Short problem A:
Reproduce the listing from the line containing "post in the photo above." through the end of the listing, replacing "dirt patch" with "mud patch" and keeping everything else the same.
**** Reading text ****
Pravda: USA prepares shale gas bubble for feverish Europe

Mass demonstrations against the extraction of shale gas have recently been held in Romania and Bulgaria. U.S. companies actively lobby the "shale revolution" in Eastern and Central Europe. All this happens against the background of anti-Russian slogans. "Shale fever" has already struck Lithuania, Ukraine, Moldova and Poland; the U.S. is rubbing its hands.

Energy independence on Russia is currently a fashion trend in Europe's political circles. Accusing Russia's gas giant Gazprom of inflated gas prices, many European leaders rely on their own exploitation of shale deposits. We can see the supposedly positive experience in shale gas production in the U.S., which cut gas prices in the world five times, eliminated gas imports and created many jobs. The West strongly promotes this experience in the West as panacea for "Gazprom's dictatorship."
****
Short problem B:
According to the shale gas article, which countries has "shale fever" already struck?
**** Entries ****
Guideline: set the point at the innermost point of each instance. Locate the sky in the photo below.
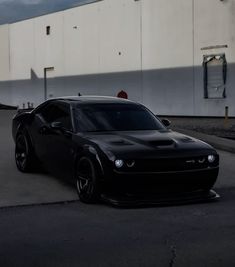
(15, 10)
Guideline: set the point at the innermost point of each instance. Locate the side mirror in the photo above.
(166, 122)
(56, 125)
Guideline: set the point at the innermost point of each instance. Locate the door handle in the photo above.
(43, 130)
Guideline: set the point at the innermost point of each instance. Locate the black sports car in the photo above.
(115, 149)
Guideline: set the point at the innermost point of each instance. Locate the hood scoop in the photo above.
(120, 142)
(160, 143)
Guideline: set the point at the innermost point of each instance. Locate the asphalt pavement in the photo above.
(18, 188)
(70, 233)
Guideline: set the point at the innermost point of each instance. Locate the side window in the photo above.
(215, 74)
(58, 113)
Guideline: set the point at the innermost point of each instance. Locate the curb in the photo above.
(216, 142)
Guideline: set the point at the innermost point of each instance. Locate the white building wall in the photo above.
(150, 48)
(4, 53)
(5, 87)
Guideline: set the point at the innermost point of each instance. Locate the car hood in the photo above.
(148, 143)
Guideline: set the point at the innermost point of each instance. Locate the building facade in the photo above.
(175, 56)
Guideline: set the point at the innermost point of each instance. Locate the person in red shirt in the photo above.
(122, 94)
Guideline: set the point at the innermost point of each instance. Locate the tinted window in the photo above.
(59, 113)
(115, 117)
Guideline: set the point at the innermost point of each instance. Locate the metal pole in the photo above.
(226, 116)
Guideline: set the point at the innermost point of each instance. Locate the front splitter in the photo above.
(163, 200)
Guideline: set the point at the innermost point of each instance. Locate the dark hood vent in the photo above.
(162, 143)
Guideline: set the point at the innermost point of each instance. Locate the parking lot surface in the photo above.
(71, 233)
(23, 189)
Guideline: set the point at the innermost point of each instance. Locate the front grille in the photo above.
(171, 164)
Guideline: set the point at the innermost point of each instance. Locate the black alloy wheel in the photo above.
(86, 181)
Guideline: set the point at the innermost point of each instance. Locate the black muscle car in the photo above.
(115, 149)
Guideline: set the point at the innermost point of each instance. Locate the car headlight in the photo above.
(119, 163)
(211, 158)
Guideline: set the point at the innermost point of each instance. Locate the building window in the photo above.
(215, 73)
(48, 30)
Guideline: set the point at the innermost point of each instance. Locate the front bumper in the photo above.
(160, 183)
(174, 199)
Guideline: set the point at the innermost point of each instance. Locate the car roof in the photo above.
(93, 99)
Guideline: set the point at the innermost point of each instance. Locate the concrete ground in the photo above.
(74, 234)
(17, 188)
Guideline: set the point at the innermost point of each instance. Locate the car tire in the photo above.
(86, 181)
(24, 156)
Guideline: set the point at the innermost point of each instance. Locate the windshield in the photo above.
(115, 117)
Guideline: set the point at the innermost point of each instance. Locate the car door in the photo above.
(61, 142)
(53, 145)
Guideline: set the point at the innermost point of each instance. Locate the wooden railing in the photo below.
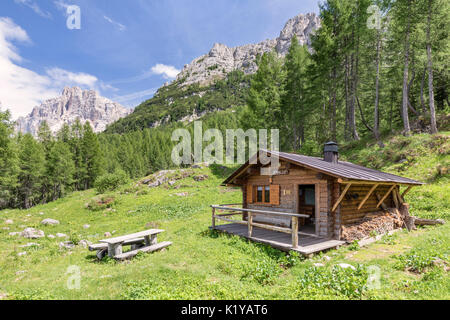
(232, 211)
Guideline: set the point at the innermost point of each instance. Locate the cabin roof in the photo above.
(342, 169)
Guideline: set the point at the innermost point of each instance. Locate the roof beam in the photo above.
(386, 195)
(367, 196)
(406, 191)
(341, 197)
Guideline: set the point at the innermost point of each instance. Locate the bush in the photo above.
(346, 283)
(418, 259)
(101, 203)
(111, 181)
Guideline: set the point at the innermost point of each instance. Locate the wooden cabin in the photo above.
(308, 196)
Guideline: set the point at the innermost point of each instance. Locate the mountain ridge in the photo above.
(86, 105)
(221, 59)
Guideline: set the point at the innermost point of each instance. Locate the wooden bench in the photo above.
(144, 241)
(152, 248)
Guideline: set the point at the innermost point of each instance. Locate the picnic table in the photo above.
(144, 241)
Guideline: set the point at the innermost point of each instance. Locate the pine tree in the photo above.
(31, 171)
(8, 160)
(92, 161)
(60, 170)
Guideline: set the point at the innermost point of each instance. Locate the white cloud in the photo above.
(33, 6)
(168, 72)
(61, 5)
(118, 25)
(22, 89)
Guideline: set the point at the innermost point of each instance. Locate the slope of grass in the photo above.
(206, 265)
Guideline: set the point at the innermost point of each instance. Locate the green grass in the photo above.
(207, 265)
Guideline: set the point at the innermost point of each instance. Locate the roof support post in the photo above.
(406, 191)
(386, 195)
(341, 197)
(367, 196)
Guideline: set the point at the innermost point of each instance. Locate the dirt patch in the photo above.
(379, 223)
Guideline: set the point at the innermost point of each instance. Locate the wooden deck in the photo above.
(307, 245)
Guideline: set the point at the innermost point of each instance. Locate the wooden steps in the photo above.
(152, 248)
****
Exercise solution A:
Guideline: set the point at the innermost point of each instance. Locate the roof support post in the photo above.
(406, 191)
(386, 195)
(341, 197)
(367, 196)
Guideline: set the point at the innermost point of each instance. Locate the mud patch in the photo above.
(379, 223)
Guideline: set the point at the innermost point of each instance. Locate the wooden deck in the photo above.
(307, 245)
Guideline: set the point at the innermost point of each instance. Locate the wooden steps in the photo above.
(152, 248)

Exercise solution B:
Lithuania, Ukraine, Moldova, Poland